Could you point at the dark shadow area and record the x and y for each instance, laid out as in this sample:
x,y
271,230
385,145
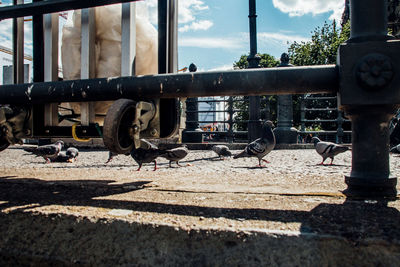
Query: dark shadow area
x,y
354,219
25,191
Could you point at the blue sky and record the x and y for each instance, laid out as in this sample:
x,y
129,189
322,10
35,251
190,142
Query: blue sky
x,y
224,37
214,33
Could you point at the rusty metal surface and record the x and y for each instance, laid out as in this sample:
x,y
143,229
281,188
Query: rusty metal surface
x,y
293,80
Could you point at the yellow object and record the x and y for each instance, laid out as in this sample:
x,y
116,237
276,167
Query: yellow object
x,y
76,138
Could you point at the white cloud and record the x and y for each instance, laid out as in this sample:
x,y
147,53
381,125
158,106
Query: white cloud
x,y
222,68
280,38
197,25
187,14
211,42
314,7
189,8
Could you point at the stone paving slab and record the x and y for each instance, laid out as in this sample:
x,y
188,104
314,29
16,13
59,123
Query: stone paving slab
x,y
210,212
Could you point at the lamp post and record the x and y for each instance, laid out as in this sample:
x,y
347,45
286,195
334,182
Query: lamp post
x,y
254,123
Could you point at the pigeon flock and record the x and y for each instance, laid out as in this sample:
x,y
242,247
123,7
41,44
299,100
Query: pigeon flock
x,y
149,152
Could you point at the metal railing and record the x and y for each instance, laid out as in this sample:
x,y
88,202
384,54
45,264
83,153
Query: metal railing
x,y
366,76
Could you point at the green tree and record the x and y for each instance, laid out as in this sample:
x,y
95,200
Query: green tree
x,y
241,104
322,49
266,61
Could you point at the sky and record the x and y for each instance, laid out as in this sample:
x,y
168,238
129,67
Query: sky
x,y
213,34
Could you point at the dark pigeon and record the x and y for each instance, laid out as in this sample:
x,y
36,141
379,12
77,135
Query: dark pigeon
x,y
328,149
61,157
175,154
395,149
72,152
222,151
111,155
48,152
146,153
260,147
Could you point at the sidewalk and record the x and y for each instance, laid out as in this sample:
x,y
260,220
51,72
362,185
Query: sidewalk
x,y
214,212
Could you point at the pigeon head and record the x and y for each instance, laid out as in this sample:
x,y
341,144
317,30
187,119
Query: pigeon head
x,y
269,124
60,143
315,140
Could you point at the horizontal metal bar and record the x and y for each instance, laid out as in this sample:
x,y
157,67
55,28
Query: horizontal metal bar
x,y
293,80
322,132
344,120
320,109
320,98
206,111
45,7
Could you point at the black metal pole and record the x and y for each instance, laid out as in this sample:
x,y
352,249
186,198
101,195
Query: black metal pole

#### WHAT IS EXPECTED:
Can you reproduce all of the material above word for word, leaving out the pictures?

#### RESPONSE:
Could you point at the dark shadow area and record the x and y for each instance, laid out as in this sample:
x,y
271,230
385,145
Query: dark shadow area
x,y
354,219
25,191
Could you point at the blue sky and record the x and y for each instance, laid out as in this sample:
x,y
129,189
322,10
35,251
190,142
Query: blue sky
x,y
224,37
214,33
Could you point at the rusty metal surface and record the x and y for each instance, laid out as in this sample:
x,y
143,229
281,188
Query: rusty metal surface
x,y
293,80
Could you point at the yellow object and record the x and y for each instance, laid out as in this sample:
x,y
116,237
276,167
Query: yellow object
x,y
76,138
Could you point at the white cloud and record the x and y for each instance, laid out as in this sample:
x,y
147,53
381,125
158,106
Query: white cloud
x,y
222,68
280,38
197,25
187,14
211,42
314,7
189,8
Could you point at the stone paving slab and record the x and y for each instance, laid out as in this sample:
x,y
188,104
314,29
16,13
59,123
Query: stone paving slab
x,y
210,212
Could you point at the lamp post and record the x and y for each instance, laid out as in this sample:
x,y
347,45
286,195
334,182
Query: lamp post
x,y
254,123
Could you point at the pigeon flock and record the x and y for each instance, laid out as in this sample:
x,y
242,247
123,7
41,44
299,100
Query: pigeon flock
x,y
149,152
Could you point at the metal railing and record the x and y for each instance, laid out as in this sample:
x,y
88,202
384,54
45,264
83,153
Query: metal railing
x,y
366,76
Could you point at the green tree and record the x and y for each instance, laid out as in this sample:
x,y
95,200
Query: green tree
x,y
241,104
322,49
266,61
Could you point at the sky and record the x and y for each instance, laid out as in this sample:
x,y
168,238
129,67
Query: sky
x,y
213,34
Could you point at the dark pigeon and record the x and y for each instance, laid out as in this sample:
x,y
36,141
379,12
77,135
Query: dark pigeon
x,y
328,149
61,157
175,154
395,149
72,152
222,151
111,155
48,152
146,153
260,147
Could you point at the sidewalk and record the x and y for each instance, laid out as in this sample:
x,y
260,220
51,72
362,185
Query: sidewalk
x,y
214,212
Could you point at the pigeon head and record the x and y for each instance, laid out as in this sample:
x,y
341,144
317,30
187,119
Query: pigeon head
x,y
269,124
60,143
315,140
Could you point at the horizontal metal bar and record the x and y for each instance, laid out as in this sample:
x,y
157,67
55,28
Query: horizontal metal bar
x,y
293,80
322,132
344,120
320,109
320,98
206,111
45,7
Could you point at the black metal pole and record the x and y for each instance, laid out as in this sample:
x,y
352,249
186,198
101,195
Query: black metal pole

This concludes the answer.